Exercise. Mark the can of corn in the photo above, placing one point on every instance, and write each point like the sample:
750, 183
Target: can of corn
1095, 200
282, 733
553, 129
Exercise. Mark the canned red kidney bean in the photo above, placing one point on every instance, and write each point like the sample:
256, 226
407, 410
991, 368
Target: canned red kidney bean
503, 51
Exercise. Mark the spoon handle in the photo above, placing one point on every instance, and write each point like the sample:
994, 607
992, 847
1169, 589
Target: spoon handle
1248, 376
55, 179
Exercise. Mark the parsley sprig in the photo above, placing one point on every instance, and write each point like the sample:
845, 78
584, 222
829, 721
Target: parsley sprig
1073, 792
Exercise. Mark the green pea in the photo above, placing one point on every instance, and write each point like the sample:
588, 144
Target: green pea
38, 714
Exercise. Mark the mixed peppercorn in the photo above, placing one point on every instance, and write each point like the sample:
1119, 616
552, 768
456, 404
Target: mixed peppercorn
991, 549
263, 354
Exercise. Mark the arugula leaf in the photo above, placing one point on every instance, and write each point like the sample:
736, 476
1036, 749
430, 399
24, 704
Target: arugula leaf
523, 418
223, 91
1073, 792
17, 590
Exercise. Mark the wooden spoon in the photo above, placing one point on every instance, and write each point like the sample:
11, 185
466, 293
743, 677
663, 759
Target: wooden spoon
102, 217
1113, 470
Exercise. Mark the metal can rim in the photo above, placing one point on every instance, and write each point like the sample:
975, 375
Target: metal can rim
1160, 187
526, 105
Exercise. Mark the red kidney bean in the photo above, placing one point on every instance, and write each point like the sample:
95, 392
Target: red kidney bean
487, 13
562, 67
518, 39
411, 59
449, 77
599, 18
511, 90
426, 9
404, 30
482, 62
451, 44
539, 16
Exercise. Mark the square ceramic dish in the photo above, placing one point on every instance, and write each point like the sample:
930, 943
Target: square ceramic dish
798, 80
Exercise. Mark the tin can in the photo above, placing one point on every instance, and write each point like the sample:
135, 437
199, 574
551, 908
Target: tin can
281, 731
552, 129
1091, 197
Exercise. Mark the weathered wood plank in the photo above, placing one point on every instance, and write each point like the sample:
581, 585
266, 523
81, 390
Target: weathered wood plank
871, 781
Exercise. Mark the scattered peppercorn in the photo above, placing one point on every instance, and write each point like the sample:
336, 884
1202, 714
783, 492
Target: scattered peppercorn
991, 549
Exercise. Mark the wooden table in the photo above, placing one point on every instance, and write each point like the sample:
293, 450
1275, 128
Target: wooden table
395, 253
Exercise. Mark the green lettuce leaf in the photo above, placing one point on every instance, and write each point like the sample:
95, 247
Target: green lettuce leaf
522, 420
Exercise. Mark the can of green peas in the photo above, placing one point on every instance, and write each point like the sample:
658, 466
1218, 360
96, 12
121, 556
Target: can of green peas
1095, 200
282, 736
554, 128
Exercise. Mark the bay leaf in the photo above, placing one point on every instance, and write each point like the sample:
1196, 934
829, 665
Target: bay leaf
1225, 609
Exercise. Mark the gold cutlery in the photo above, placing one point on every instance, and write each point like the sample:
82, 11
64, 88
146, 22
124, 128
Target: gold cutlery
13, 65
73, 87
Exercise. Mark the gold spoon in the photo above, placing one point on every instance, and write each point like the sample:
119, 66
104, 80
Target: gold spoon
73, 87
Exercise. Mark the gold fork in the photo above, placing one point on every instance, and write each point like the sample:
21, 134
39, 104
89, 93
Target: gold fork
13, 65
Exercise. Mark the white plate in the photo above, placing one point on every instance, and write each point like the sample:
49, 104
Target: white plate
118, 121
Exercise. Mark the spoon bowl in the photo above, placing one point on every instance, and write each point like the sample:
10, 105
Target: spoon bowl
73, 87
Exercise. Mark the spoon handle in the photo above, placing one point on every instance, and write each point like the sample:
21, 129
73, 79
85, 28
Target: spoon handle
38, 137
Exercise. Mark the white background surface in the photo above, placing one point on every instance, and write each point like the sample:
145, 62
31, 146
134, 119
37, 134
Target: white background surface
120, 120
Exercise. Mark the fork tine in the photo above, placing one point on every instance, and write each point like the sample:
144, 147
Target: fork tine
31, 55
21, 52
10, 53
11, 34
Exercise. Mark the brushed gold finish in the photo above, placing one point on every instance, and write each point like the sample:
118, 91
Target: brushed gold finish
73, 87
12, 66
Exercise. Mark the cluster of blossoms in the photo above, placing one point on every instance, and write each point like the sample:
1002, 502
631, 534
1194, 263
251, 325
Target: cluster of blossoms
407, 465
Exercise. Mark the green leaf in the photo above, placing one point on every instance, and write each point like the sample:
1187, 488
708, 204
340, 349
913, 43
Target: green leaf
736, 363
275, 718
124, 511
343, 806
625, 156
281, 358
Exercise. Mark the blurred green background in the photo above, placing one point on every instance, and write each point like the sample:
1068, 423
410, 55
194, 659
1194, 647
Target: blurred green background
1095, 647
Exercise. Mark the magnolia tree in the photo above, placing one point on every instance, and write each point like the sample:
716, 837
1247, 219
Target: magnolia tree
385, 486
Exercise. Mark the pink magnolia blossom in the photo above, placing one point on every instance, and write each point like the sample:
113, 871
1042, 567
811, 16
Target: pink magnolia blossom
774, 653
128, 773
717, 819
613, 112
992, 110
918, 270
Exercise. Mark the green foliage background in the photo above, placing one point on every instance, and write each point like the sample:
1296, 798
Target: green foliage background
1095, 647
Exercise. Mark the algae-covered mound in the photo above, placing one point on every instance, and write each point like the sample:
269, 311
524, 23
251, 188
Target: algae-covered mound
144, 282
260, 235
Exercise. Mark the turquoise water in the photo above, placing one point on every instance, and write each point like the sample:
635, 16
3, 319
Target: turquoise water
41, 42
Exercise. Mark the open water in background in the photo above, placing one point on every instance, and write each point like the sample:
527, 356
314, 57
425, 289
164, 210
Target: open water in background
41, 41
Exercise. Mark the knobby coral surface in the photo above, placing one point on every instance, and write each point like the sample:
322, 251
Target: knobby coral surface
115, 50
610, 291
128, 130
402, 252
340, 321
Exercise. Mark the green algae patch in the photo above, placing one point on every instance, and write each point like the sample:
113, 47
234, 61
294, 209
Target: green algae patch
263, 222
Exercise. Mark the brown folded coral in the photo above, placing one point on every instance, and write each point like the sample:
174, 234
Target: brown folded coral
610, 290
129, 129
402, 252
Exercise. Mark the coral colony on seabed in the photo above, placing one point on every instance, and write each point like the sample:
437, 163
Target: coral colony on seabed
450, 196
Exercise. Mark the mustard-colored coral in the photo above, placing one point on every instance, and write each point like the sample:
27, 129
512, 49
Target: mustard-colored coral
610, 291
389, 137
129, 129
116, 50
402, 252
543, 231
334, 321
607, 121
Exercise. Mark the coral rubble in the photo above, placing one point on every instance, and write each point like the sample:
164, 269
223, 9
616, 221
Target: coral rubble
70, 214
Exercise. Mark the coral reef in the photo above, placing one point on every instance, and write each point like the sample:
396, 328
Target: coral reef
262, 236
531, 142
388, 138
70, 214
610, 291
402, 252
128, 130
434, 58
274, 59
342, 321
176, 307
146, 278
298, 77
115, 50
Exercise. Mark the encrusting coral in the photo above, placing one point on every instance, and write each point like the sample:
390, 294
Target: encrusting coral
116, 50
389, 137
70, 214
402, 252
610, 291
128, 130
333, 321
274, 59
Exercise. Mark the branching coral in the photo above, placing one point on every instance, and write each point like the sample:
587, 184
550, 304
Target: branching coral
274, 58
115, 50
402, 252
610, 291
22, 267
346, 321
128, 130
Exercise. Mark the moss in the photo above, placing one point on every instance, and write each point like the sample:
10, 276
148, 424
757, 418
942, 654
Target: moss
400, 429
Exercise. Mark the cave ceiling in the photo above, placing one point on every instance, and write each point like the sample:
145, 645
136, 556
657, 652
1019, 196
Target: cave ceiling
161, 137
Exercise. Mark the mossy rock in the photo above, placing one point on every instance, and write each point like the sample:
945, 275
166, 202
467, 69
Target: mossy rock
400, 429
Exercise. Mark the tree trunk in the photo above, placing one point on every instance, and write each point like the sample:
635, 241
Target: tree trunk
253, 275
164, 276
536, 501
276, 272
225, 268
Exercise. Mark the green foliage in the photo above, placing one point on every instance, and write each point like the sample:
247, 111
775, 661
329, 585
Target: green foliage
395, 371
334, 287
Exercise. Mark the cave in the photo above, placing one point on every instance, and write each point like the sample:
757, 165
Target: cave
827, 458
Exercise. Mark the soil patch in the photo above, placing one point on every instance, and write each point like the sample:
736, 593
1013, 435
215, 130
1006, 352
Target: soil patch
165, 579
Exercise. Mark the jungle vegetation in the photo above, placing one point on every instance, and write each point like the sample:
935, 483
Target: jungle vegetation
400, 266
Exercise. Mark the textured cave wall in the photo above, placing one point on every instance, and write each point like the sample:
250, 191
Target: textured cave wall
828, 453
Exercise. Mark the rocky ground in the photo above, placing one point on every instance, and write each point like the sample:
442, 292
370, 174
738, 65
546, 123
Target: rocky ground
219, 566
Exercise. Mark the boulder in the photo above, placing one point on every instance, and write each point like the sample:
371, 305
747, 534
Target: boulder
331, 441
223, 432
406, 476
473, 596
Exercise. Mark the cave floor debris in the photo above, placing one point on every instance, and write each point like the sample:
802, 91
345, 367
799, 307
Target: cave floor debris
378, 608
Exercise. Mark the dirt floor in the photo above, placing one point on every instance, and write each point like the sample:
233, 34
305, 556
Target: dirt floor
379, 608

════════════════════

◆ Prompt
Quote the lines of the listing above that run from the line with "Exercise. Mark the dirt" through its last line, both included, and nothing else.

◆ Exercise output
Exercise. Mark the dirt floor in the photo above, placing one point on every instance, and write each point like the sample:
233, 34
305, 556
Target: dirt floor
379, 608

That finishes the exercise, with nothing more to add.